- _ARTICOLO_
● ● ●
In un anno il film incassò 160 milioni di dollari di allora, più o meno un miliardo di dollari di oggi. E vinse sette premi Oscar.
Penso che saprete tutti di che parla. In ogni caso non vi racconto nulla per non rovinarvi lo spettacolo. Dico solo che ci sono due piccoli truffatori a Chicago negli anni 30 che tentano di fare una truffa grandiosa e... I due sono interpretati da attori carismatici: Paul Newman e Robert Redford. Il primo è semplicemente fantastico: il secondo gli fa da spalla in modo esemplare. Ma anche gli altri sono all’altezza del compito, a cominciare da un eccezionale Charles Durning, che fa il poliziotto corrotto e da un bravissimo “cattivo”, l’inglese Robert Shaw, che fa il gangster irlandese (!) e che raggiunge i vertici di cattiveria della figura del malvagio Enrico VIII che aveva interpretato nel film «Un uomo per tutte le stagioni» di Fred Zinnemann. E poi la ciliegina sulla torta: la musica di Scott Joplin, il Ragtime che i pianisti suonavano nei bordelli, recuperato dal dimenticatoio e rimesso a nuovo con un’orchestrazione originale da un grande muscista, Marvin Hamlisch, che ha vinto premi su premi e ha avuto ogni sorta di riconoscimento per le colonne sonore e per gli spettacoli a Broadway.
● ● ●
- _ESERCIZIO BREVE 1_
Riassumi in un elenco puntato il paragrafo dell'articolo che comincia con "Penso che saprete tutti di che parla", mantenendo i fatti principali.
- _ESERCIZIO BREVE 2_
Prosegui l'articolo sul film partendo dopo la sua ultima frase.

- _VOCI DELL'ELENCO_
● ● ●
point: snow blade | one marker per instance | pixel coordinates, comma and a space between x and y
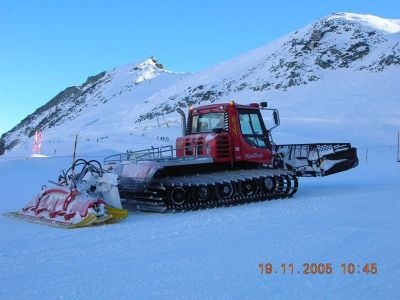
● ● ●
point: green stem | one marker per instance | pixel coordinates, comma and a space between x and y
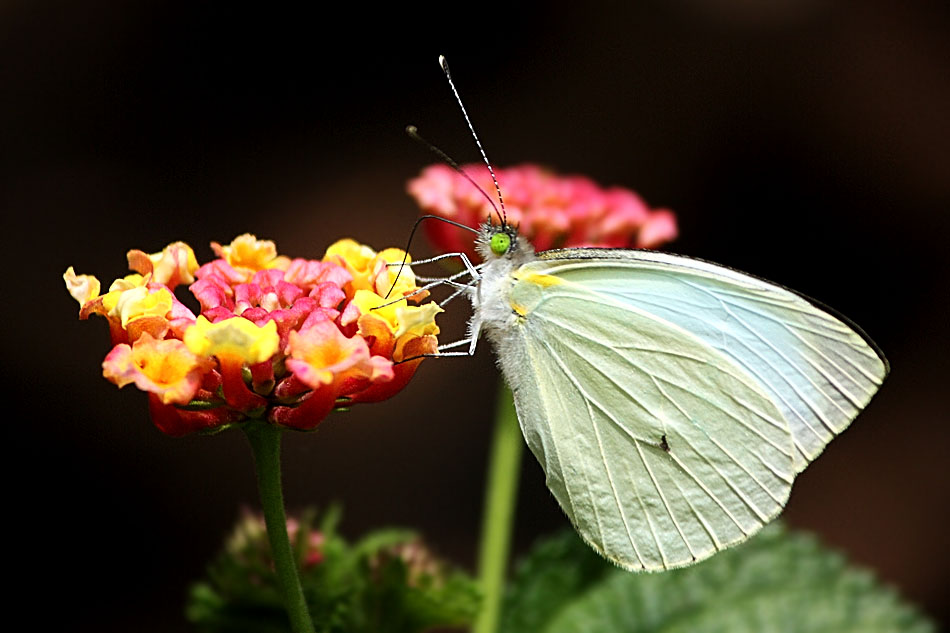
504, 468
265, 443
● ● ●
- _RISULTATO 1_
- Trama solo accennata: due piccoli truffatori a Chicago negli anni 30 tentano una truffa grandiosa.
- Protagonisti: Paul Newman, fantastico, e Robert Redford, che gli fa da spalla in modo esemplare.
- Charles Durning è eccezionale nel ruolo del poliziotto corrotto.
- L'inglese Robert Shaw è il "cattivo", un gangster irlandese, e raggiunge la cattiveria del suo Enrico VIII in «Un uomo per tutte le stagioni» di Fred Zinnemann.
- La musica è il Ragtime di Scott Joplin, un tempo suonato nei bordelli, recuperato e riorchestrato da Marvin Hamlisch, più volte premiato per colonne sonore e spettacoli a Broadway.

- _RISULTATO 2_
Fermiamoci qui. E chiediamoci se dietro a questo incredibile successo ci sia solo il caso. Penso di no. Anche se la fortuna ha avuto il suo peso, come hanno avuto la loro parte attori e musicisti, dietro a questo meraviglioso regalo di Natale c’è qualcosa di più: un miracolo possibile solo a Natale. L’ha capito bene Matthew Spektor, che ha scritto un libro acuto e struggente su questo film, affermando che i suoi protagonisti: «sono soli come in un quadro di Hopper1». È proprio vero. Non a caso il regista, George Roy Hill, disse di avere girato molte scene senza comparse, perché nei film di gangster degli anni 30 – quelli con James Cagney – il protagonista era sempre solo. La chiave di volta di questa pellicola che sembra così spensierata, allegra è la solitudine, la malinconia degli eroi solitari come James Cagney negli anni 30 e come Newman e Redford negli anni 70 . «Questi poveri Zero – ha scritto ancora Spektor – non hanno un granchè da cui cominciare ed è fin troppo chiaro che alla fine del gioco non racimoleranno nulla. E come Hooker (Robert Redford) sono tutti destinati a buttare al vento perfino questo nulla. Eppure… 2». Eppure avranno il loro momento di gloria. È questo il segreto del film. Raccontare la storia di tanti piccoli Zero che resteranno sempre e solo Zero, ma osano sfidare il Destino e i prepotenti che sono solo i servi del Destino.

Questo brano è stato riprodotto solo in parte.